▶ **Texto proporcionado**

Así aparecen, sentado frente a ese aparato y sobre una alfombra, los recuerdos de los discos que atraparon mi atención por primera vez siendo aún más pequeño. El primero que llega a esta habitación es el acetato Íntimamente, de Emmanuel; ahí venían canciones como “El día que puedas”, “Quiero dormir cansado” y el clásico “Todo se derrumbó dentro de mi”. Lo escuchaba una y otra vez por las tardes. Nadie me lo puso, yo un día lo agarré (aun no tenía mis propios discos), lo escuché y durante un buen tiempo no lo solté. En ese tiempo no lo sabía pero, la tranquilidad y gusto que me causaba era producto del casi perfecto trabajo armónico y melódico de las canciones que ahí venían. Manuel Alejandro, el compositor, da un puñado de canciones increíblemente bien hechas en este disco. Ahora me doy cuenta que una canción bien hecha, que fluya de manera natural, provocará una sensación cálida en quien la escuche.

▶ **Información suministrada**

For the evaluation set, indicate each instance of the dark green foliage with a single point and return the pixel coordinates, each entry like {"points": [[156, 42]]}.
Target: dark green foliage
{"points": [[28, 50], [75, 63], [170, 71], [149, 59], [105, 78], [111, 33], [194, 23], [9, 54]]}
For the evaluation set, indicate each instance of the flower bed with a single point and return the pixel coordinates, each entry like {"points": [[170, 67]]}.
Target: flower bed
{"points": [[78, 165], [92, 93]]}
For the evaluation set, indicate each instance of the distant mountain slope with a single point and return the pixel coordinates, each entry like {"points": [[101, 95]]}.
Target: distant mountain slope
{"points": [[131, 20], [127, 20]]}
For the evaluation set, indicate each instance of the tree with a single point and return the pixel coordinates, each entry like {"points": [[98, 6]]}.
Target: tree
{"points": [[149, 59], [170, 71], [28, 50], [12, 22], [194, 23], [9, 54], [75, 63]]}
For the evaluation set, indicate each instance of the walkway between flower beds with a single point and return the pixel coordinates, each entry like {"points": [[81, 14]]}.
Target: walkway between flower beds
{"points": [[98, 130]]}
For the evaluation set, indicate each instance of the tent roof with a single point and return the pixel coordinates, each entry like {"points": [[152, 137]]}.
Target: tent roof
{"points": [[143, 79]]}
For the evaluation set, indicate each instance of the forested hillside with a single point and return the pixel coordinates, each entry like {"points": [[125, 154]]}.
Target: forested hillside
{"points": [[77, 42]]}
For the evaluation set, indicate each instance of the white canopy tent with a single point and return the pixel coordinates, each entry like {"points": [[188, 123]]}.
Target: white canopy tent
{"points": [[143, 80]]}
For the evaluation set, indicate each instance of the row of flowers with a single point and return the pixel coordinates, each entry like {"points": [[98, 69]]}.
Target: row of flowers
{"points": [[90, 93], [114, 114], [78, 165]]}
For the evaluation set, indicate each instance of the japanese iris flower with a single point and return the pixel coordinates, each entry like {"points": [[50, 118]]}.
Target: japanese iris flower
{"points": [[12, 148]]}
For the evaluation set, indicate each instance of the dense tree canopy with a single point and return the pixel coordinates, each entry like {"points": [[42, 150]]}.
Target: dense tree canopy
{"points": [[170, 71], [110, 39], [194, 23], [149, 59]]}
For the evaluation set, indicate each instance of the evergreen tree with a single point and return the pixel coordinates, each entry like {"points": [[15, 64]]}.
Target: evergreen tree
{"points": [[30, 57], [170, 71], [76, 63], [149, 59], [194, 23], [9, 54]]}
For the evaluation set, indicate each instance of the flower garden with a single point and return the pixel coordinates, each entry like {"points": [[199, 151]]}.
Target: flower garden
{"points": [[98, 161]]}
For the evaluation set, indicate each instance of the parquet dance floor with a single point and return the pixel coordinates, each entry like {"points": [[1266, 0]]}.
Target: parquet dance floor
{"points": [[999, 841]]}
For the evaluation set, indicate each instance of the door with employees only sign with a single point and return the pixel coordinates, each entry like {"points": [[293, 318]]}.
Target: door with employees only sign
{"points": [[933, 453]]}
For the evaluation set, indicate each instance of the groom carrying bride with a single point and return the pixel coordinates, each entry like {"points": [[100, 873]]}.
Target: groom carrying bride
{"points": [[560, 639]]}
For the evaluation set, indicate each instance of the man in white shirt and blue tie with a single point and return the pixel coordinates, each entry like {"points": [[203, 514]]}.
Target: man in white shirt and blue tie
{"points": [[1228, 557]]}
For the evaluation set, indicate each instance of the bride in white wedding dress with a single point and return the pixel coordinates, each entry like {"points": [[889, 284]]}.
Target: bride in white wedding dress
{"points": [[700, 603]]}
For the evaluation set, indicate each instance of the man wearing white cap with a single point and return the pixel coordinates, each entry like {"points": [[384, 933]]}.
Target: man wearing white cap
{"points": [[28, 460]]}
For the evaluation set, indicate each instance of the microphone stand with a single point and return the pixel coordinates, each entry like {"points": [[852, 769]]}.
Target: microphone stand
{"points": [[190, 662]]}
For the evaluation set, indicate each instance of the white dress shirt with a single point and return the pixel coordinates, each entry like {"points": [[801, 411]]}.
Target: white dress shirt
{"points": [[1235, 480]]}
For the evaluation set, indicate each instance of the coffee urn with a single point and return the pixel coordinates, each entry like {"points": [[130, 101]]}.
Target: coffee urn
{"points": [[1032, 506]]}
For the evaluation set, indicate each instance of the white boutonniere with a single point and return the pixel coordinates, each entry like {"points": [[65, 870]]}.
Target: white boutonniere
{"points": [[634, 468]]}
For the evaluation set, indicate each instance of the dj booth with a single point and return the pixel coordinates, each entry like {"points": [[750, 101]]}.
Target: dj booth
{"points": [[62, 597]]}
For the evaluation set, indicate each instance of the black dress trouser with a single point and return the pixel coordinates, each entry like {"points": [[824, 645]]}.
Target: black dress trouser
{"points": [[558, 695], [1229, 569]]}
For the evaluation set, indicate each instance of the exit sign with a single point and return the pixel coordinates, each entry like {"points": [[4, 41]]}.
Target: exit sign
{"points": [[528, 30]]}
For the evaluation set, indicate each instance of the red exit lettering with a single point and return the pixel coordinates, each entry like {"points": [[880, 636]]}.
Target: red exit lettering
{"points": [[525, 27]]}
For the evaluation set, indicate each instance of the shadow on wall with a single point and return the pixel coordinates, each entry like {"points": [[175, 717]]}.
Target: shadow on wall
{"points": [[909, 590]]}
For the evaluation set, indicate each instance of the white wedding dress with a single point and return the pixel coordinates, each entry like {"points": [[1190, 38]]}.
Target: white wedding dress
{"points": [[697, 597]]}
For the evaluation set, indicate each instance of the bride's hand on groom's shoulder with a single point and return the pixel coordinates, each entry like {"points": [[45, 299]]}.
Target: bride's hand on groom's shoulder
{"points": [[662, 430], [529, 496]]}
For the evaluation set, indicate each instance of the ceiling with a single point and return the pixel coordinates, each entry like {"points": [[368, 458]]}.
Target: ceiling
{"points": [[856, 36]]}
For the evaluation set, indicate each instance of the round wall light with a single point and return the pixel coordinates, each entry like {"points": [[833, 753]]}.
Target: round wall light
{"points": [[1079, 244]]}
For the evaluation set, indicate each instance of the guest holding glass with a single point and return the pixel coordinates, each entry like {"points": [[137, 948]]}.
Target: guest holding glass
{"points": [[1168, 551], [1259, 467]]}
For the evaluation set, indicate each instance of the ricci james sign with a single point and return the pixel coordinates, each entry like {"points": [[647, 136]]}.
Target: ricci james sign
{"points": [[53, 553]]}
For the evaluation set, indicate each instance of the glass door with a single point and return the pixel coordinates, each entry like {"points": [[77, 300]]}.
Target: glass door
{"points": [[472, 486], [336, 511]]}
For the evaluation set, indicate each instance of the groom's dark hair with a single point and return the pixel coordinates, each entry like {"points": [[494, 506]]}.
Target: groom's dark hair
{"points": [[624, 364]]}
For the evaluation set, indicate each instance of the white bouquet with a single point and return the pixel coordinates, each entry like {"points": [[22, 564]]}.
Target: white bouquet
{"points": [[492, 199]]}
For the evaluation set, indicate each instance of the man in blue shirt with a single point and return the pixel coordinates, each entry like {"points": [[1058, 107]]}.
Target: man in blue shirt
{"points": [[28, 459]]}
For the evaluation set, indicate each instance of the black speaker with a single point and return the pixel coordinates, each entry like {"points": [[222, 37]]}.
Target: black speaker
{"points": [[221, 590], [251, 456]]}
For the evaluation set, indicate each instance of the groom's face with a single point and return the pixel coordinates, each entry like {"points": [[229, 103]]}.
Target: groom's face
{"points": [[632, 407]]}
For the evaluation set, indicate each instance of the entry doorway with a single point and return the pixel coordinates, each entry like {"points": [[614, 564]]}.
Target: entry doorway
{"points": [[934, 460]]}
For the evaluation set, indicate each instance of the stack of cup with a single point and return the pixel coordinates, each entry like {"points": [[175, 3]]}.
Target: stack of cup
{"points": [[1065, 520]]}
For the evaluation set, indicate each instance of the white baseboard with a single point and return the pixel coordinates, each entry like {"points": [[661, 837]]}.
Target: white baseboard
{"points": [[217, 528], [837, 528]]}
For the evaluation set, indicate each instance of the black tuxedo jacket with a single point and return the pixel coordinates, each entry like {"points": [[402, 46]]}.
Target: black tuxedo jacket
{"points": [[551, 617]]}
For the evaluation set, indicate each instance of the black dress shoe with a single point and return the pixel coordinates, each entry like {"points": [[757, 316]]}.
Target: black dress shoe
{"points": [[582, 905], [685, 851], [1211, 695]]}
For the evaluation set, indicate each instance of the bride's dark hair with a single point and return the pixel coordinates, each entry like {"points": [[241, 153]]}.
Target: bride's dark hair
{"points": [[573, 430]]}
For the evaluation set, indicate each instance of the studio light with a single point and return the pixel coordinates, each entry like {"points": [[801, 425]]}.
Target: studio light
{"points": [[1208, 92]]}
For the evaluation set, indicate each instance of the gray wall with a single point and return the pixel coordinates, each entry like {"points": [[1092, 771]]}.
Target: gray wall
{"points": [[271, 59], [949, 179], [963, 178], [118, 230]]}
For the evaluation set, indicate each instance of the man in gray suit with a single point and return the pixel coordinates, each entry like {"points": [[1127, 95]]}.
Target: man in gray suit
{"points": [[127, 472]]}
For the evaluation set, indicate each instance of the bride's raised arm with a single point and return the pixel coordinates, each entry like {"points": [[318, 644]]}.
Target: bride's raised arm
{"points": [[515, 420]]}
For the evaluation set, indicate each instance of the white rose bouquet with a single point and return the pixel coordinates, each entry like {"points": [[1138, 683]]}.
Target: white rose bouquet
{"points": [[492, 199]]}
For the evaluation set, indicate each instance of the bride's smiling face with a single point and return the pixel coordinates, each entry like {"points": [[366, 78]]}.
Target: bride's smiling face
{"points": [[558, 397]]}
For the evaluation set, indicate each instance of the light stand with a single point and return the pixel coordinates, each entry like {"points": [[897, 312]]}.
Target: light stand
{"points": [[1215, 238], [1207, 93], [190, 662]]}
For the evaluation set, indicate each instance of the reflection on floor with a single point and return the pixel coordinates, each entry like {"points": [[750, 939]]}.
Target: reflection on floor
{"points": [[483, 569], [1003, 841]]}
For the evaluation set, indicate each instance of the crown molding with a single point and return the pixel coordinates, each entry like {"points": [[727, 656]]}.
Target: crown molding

▶ **Detalles de la tarea**
Vuelve a escribir íntegro el texto sobre el disco Íntimamente, de Emmanuel, sin cambiar ni una palabra ni un signo.

▶ **Respuesta**
Así aparecen, sentado frente a ese aparato y sobre una alfombra, los recuerdos de los discos que atraparon mi atención por primera vez siendo aún más pequeño. El primero que llega a esta habitación es el acetato Íntimamente, de Emmanuel; ahí venían canciones como “El día que puedas”, “Quiero dormir cansado” y el clásico “Todo se derrumbó dentro de mi”. Lo escuchaba una y otra vez por las tardes. Nadie me lo puso, yo un día lo agarré (aun no tenía mis propios discos), lo escuché y durante un buen tiempo no lo solté. En ese tiempo no lo sabía pero, la tranquilidad y gusto que me causaba era producto del casi perfecto trabajo armónico y melódico de las canciones que ahí venían. Manuel Alejandro, el compositor, da un puñado de canciones increíblemente bien hechas en este disco. Ahora me doy cuenta que una canción bien hecha, que fluya de manera natural, provocará una sensación cálida en quien la escuche.